─── Page text

December 7, 2015
Omega-3-rich fatty tuna and flaxseeds already have a reputation as brain-boosting foods. Now, a small study by the Penn State College of Medicine suggests that supplementing with omega-3 fatty acids could actually contribute to maintaining optimal mental health.
Researchers compared a control group of 31 people to a group of 27 patients diagnosed with bipolar disorder. The bipolar disorder group had much lower levels of omega-3s, which leads scientists to believe that the healthy fat could contribute to overall mental health.
“Omega-3 and omega-6 fatty acids can shift the balance of inflammation, which we think is important in bipolar disorder,” study leader and Professor Erika Saunders said in a news release.

──────
─── Dataset entries

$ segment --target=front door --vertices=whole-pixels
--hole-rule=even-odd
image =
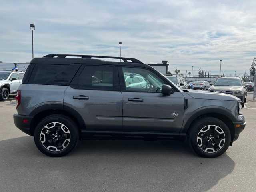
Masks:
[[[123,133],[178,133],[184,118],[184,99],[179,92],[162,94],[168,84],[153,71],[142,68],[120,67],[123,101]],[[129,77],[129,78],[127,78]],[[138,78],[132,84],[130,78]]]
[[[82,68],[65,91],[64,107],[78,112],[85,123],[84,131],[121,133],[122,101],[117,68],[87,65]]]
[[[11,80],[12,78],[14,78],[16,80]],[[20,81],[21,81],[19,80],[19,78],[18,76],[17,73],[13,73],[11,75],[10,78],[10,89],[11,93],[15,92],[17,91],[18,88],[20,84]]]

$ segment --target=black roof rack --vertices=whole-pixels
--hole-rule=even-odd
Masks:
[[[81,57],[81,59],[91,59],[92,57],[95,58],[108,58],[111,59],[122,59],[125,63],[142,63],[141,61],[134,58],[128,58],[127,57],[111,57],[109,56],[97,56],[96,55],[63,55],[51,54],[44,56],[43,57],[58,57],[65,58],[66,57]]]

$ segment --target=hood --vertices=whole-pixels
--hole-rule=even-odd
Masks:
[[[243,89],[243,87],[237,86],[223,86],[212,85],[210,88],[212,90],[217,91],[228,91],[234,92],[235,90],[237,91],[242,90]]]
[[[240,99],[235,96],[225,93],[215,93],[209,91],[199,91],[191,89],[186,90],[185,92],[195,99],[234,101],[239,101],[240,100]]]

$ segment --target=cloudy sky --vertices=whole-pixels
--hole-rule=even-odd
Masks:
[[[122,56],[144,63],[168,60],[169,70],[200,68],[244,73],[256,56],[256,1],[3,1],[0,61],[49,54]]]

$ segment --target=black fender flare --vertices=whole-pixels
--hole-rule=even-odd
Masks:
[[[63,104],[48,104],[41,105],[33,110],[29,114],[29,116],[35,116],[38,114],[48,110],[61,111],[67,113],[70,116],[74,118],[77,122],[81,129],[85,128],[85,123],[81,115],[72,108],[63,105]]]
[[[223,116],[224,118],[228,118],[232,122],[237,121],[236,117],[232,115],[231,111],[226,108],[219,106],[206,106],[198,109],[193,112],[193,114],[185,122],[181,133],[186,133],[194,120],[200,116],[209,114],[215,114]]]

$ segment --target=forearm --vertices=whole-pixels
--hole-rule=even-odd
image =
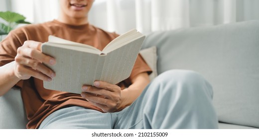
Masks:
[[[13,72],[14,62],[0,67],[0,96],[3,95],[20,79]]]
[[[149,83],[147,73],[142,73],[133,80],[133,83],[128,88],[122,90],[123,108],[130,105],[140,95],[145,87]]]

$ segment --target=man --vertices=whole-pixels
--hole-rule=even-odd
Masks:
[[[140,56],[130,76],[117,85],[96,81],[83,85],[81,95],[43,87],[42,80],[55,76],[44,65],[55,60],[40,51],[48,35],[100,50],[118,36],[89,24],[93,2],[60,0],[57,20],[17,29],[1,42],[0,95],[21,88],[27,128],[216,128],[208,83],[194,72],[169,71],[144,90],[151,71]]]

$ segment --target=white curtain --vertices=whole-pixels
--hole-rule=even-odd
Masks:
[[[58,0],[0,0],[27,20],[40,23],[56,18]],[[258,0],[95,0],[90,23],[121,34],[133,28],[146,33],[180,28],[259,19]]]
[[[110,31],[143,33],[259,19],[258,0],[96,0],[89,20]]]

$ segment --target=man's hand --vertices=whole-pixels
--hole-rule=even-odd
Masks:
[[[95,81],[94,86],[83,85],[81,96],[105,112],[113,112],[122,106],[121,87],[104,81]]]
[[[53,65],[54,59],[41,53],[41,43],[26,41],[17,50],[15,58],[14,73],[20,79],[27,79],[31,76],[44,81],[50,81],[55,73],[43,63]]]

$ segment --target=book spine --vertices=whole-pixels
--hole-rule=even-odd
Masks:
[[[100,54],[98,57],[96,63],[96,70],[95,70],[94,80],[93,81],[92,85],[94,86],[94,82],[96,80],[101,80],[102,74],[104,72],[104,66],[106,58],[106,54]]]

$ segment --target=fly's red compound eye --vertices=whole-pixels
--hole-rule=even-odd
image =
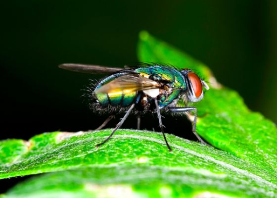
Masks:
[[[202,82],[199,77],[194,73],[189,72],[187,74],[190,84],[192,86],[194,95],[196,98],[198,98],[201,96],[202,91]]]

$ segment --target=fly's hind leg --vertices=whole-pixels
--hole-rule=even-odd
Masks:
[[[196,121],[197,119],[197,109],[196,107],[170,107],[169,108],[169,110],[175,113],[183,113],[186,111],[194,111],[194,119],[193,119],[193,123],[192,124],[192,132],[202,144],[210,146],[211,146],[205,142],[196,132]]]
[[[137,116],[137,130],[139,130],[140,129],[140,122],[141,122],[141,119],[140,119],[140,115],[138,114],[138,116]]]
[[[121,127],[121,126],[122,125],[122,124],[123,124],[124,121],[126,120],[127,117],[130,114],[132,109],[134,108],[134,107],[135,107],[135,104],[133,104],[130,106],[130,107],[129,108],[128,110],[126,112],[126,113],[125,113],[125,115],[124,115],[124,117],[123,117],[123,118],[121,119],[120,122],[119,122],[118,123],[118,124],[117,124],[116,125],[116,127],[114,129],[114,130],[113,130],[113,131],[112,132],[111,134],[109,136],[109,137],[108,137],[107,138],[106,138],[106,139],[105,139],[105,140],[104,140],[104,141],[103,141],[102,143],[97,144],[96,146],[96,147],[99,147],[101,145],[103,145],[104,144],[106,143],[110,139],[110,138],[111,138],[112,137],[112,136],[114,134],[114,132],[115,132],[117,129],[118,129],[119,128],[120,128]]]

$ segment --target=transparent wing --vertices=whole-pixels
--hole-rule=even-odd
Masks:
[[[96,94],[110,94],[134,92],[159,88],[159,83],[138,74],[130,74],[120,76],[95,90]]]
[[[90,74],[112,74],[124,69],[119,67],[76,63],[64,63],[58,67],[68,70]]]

──────

# Questions on the material
[1] Please reproduce the omega-3 article word for word, starting with "Researchers compared a" and going on through "a news release.".
[2] Resume the article on omega-3 fatty acids and bipolar disorder, writing on from its last sentence.

# Answers to the problems
[1]
Researchers compared a control group of 31 people to a group of 27 patients diagnosed with bipolar disorder. The bipolar disorder group had much lower levels of omega-3s, which leads scientists to believe that the healthy fat could contribute to overall mental health.
“Omega-3 and omega-6 fatty acids can shift the balance of inflammation, which we think is important in bipolar disorder,” study leader and Professor Erika Saunders said in a news release.

[2]
The idea that inflammation in the body and brain could contribute to mental illness is relatively new, but other research supports Ms. Saunders’ hypothesis. In a study published in 2013 of more than 3 million people, those who had been hospitalized for an infection were 62 percent more likely to develop a mood disorder like depression or bipolar disorder later on. The study’s researchers believed that lingering inflammation in the body initially brought on by infection could contribute to mental health issues later on.
While more research is still needed to support the findings, supplementing with natural anti-inflammatory agents like omega-3 fatty acids could be necessary for a healthy brain, and might even help those battling mental illness.